→ Selected extract:
--
Designing Incentives for Inexpert Human Raters describes a series of experiments in which the authors tested the impact of a number of different incentive strategies on Turk workers. The number of strategies tested and the sample size used in the experiment are both pleasantly large. However, their results, even with such a large population, are not particularly clear. In fact, the results seem pretty noisy, with many treatments giving good results in some tasks and very poor results in others in an unsystematic way. At best, the differences between the treatments were subtle. One potential problem is that the content analysis questions they asked (particularly the "content rank/rate" and "user rank/rate" tasks) were extremely subjective. This means that even well-intentioned workers could easily give a bad result and helps explain why workers performed very poorly on average. I suspect they would have gotten more discriminating results if they had tested using prompts that had more objective responses. These particular prompts may also explain the success of the BTS treatment, which gave better results on the rank/rate tasks in particular. This makes me wonder if it gave better results in the ranking tasks because it set up a sort of Keynesian beauty contest that encourage participants to pick the perceived majority value judgement rather than their own.

Additionally, I was disappointed to see that the authors looked only at the impact of each strategy on a single task/worker. I suspect that the efficacy of some of these strategies will vary dramatically over time, depending on how strictly penalties and rewards are enforced or how well social connections are maintained. For example, the effectiveness of the betting, tournament, and BTS schemes should vary as workers get a feel for how much their performance actually impacts their result or payout. Likewise, social incentives should presumably decay if the humanization and social connections are not maintained.

Sellers problems in human computation markets, meanwhile, gives a high-level survey and discussion of the issues facing workers on Mechanical Turk. They raise a lot of interesting and relevant points, and their high-level open questions are general, but the work is very AMT-specific, and I think it leans too heavily on an analysis of a single (albeit prominent) forum thread. Assuming we are interested in getting into the nitty gritty details of Turk (as opposed to looking at a broader range of crowdsourcing platforms), I'd be more interested in seeing quantitative data that tries to give a sense of what portion of the work on Turk is actually disingenuous. That said, as a short survey of the worker-centric issues facing work and research on Turk, I think it does a pretty good job.

Yaron Singer

Thank's everyone for the great responses. See you in the discussion today,

Prayag Narula

Sellers problems in human computation markets I really liked the sellers case just based on the fact that it has a lot of qualitative data. I don’t agree with some of the points raised about the statistical validity of the findings. It is about the power-turkers who want to help newbies avoid the fraudulent ‘buyers’. The data is very useful for the researchers and can be used by new platform builders on how to be fair towards the turkers.

Designing Incentives for Inexpert Human Raters The paper talks about various incentive methods and their effectiveness in improving the quality of the work on crowdsourcing platforms. I have two major gripes about the paper: 1. The incentives they talked about are very economic in nature. From my own research, tasks that allow for personality development are incentives big enough for people to even accept lower wages. Something, like this is not even touched upon in this paper. I think economic incentives are very narrow to motivate workers especially in case like MTurk where the payment is very less. 2. The incentives that the researchers talked about were fairly complicated. For workers who are short on time to read the instructions would probably skip a lot of it. That seems to be what happened based on your results. It seems a lot of the workers simply avoided your instructions while doing the tasks. A false null here probably doesn’t prove much on the contrary.
--
→ Data shown:

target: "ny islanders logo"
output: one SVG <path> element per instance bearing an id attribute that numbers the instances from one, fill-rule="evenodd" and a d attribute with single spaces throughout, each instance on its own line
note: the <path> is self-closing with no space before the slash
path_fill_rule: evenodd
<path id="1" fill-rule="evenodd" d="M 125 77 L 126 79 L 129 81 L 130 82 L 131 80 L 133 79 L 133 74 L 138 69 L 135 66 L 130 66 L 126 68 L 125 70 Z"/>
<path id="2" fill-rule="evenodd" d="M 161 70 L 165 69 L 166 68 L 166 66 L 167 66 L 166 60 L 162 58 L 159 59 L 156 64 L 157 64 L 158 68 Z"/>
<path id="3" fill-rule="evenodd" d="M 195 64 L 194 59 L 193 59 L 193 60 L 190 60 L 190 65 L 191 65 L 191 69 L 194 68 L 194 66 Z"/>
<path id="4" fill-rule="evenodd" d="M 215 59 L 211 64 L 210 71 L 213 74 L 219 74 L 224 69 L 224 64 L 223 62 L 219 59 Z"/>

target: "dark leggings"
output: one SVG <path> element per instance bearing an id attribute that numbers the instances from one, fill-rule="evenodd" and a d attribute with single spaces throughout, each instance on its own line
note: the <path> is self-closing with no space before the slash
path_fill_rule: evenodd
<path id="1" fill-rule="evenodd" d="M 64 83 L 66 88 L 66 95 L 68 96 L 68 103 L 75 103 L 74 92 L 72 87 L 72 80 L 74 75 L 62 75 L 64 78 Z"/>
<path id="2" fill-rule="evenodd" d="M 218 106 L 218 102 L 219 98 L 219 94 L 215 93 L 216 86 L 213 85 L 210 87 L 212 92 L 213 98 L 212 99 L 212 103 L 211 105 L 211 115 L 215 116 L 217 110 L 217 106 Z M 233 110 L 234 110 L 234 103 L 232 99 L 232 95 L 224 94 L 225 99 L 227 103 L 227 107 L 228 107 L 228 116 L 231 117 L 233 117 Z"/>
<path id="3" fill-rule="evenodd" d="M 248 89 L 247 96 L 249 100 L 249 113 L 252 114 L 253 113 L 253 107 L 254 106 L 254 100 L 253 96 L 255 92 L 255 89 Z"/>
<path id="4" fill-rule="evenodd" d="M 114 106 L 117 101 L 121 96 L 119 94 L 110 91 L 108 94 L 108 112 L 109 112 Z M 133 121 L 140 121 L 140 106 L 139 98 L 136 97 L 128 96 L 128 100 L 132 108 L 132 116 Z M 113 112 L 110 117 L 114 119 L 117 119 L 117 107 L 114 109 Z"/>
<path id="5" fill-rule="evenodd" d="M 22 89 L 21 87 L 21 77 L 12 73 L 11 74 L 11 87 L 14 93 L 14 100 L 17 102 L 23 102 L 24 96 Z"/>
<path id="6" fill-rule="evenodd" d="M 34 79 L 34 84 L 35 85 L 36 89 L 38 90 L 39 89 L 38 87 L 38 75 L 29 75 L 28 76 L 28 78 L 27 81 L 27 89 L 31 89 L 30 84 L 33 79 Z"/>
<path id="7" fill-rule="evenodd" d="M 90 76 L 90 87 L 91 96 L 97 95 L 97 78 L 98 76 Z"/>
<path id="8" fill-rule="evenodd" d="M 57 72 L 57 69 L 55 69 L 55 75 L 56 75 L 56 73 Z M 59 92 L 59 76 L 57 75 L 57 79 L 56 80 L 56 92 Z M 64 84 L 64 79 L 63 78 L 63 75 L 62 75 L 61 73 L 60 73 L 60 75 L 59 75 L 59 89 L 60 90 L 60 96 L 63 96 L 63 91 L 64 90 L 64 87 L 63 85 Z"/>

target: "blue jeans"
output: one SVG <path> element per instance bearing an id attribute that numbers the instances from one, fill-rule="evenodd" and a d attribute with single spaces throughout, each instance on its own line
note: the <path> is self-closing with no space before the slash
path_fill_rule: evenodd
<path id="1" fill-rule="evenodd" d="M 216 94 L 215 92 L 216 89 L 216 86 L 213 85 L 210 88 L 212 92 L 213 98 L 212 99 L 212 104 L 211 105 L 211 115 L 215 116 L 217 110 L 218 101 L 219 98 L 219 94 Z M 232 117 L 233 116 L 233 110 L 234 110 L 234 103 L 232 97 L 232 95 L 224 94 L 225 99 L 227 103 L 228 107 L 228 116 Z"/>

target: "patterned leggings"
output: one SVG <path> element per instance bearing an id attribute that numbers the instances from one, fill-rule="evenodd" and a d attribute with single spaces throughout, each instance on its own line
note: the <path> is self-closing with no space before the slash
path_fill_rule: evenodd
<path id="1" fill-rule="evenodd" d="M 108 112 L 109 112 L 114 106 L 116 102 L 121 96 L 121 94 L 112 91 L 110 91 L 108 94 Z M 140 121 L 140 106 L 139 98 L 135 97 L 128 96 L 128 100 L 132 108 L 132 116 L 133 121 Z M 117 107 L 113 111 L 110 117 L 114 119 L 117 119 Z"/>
--
→ Tasks:
1. Repeat the part of the forum thread on crowdsourcing papers starting with "Sellers problems in human computation markets I" and going on through "towards the turkers.".
2. In the forum thread on crowdsourcing papers, which treatment gave better results on the rank/rate tasks in particular?

→ Answers for the exercise:
1.
Sellers problems in human computation markets I really liked the sellers case just based on the fact that it has a lot of qualitative data. I don’t agree with some of the points raised about the statistical validity of the findings. It is about the power-turkers who want to help newbies avoid the fraudulent ‘buyers’. The data is very useful for the researchers and can be used by new platform builders on how to be fair towards the turkers.

2. The BTS treatment.